What to do: Pull out each line in the rows below that contains the word "positive", copying those lines unchanged.
——————
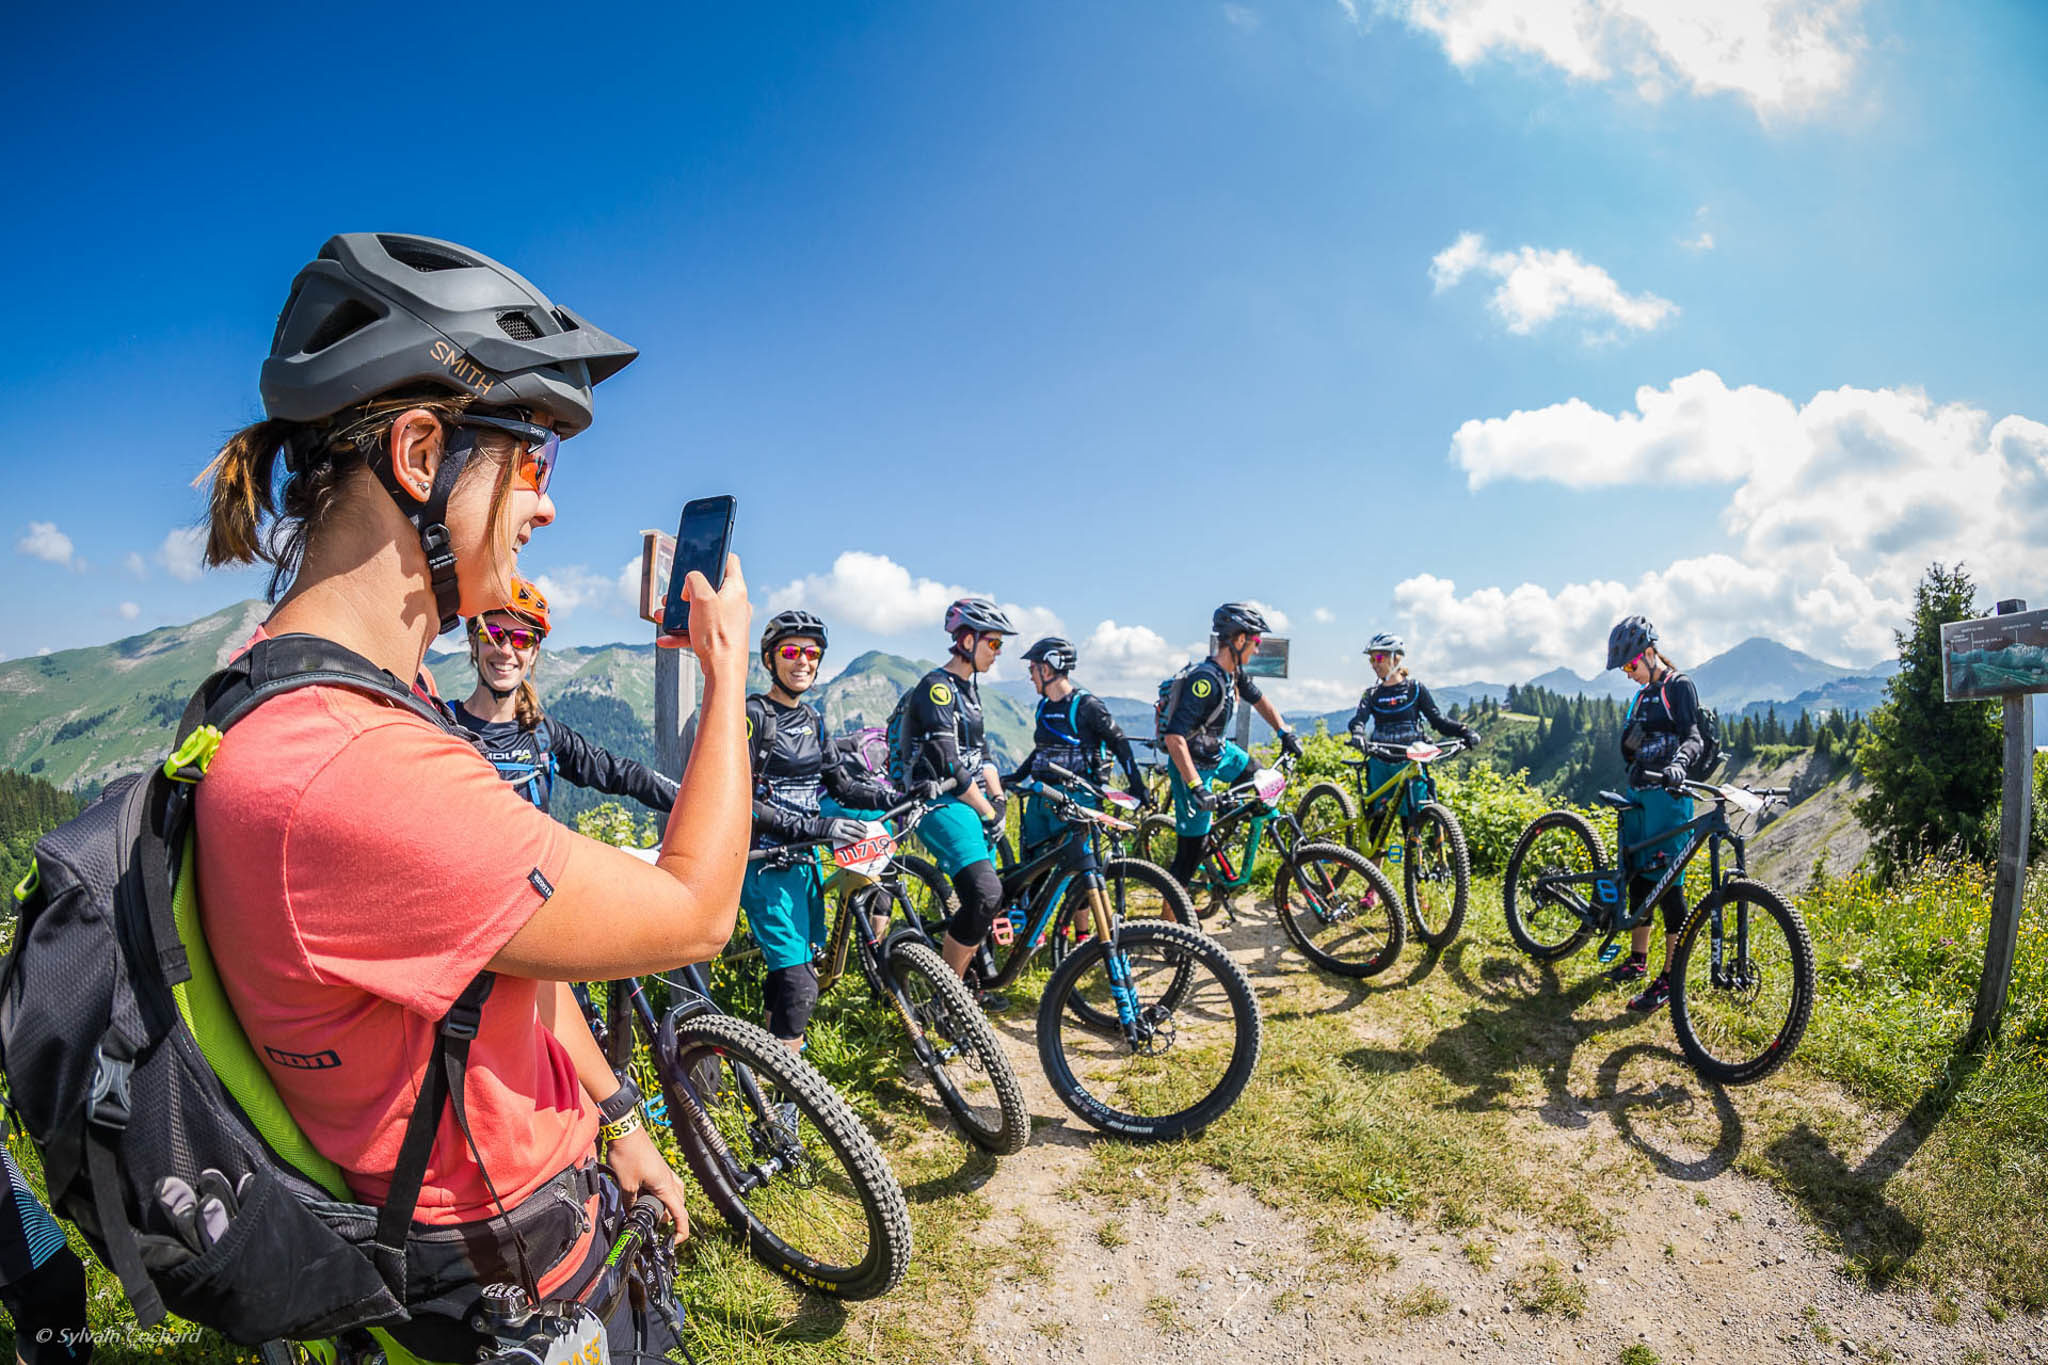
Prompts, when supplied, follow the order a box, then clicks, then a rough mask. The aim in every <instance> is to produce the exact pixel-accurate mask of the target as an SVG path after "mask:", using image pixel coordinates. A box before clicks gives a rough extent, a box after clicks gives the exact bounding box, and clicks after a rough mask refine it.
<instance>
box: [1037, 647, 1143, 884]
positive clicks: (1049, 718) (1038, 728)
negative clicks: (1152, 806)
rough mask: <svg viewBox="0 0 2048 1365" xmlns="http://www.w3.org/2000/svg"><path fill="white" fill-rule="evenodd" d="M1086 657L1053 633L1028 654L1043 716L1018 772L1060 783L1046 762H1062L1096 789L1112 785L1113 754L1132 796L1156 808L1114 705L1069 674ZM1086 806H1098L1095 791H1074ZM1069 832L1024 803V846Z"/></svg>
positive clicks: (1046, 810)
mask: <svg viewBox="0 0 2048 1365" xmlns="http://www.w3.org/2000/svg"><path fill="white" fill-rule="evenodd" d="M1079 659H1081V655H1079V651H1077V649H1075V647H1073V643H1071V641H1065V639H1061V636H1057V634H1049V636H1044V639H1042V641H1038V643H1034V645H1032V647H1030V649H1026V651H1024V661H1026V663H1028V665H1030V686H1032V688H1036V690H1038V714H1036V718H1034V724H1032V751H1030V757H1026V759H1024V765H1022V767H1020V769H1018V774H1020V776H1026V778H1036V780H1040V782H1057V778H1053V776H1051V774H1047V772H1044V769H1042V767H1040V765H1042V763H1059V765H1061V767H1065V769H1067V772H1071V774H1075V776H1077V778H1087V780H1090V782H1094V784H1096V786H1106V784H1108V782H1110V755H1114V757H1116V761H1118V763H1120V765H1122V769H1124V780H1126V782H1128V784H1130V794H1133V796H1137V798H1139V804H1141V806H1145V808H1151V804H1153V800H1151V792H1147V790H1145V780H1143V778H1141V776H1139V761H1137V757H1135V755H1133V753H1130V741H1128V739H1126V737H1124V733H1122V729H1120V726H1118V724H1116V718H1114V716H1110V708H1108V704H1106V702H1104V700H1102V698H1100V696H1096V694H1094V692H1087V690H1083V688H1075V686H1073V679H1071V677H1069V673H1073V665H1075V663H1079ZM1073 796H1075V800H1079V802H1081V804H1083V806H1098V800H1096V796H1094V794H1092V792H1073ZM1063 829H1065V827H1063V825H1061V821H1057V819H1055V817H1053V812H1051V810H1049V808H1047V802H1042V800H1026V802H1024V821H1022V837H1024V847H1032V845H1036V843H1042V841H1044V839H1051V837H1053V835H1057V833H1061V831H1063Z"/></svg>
——————
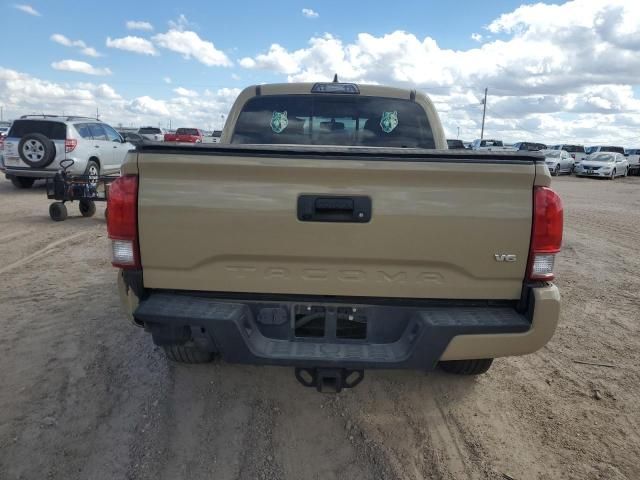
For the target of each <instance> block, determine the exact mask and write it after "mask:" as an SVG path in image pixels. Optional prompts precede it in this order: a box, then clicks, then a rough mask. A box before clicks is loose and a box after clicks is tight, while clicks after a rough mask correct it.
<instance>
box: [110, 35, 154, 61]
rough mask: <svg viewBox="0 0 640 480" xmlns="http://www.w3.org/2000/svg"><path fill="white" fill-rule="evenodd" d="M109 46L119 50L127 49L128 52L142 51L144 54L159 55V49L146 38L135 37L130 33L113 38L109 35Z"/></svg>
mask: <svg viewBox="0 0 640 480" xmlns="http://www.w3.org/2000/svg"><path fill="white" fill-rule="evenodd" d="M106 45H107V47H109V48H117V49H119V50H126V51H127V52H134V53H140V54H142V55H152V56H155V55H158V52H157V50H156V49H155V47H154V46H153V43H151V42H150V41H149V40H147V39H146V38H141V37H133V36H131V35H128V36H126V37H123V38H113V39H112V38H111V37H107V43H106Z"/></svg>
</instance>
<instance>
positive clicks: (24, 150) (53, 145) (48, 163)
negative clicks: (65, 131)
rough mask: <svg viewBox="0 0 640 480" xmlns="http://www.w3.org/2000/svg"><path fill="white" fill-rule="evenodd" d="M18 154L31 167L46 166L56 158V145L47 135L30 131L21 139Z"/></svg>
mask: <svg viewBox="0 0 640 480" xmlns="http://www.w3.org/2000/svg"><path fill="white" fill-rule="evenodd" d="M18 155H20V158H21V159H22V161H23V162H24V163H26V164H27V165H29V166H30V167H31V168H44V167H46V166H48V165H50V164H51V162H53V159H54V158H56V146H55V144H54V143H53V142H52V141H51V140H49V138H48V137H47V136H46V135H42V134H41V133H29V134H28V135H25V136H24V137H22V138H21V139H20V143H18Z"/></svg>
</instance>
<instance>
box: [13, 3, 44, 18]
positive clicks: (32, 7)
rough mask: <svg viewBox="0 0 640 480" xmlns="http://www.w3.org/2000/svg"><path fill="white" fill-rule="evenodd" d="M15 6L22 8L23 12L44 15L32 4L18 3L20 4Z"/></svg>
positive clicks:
——————
Task solution:
positive clicks: (1049, 718) (1038, 728)
positive clicks: (1046, 810)
positive clicks: (24, 150) (53, 145) (48, 163)
positive clicks: (32, 7)
positive clicks:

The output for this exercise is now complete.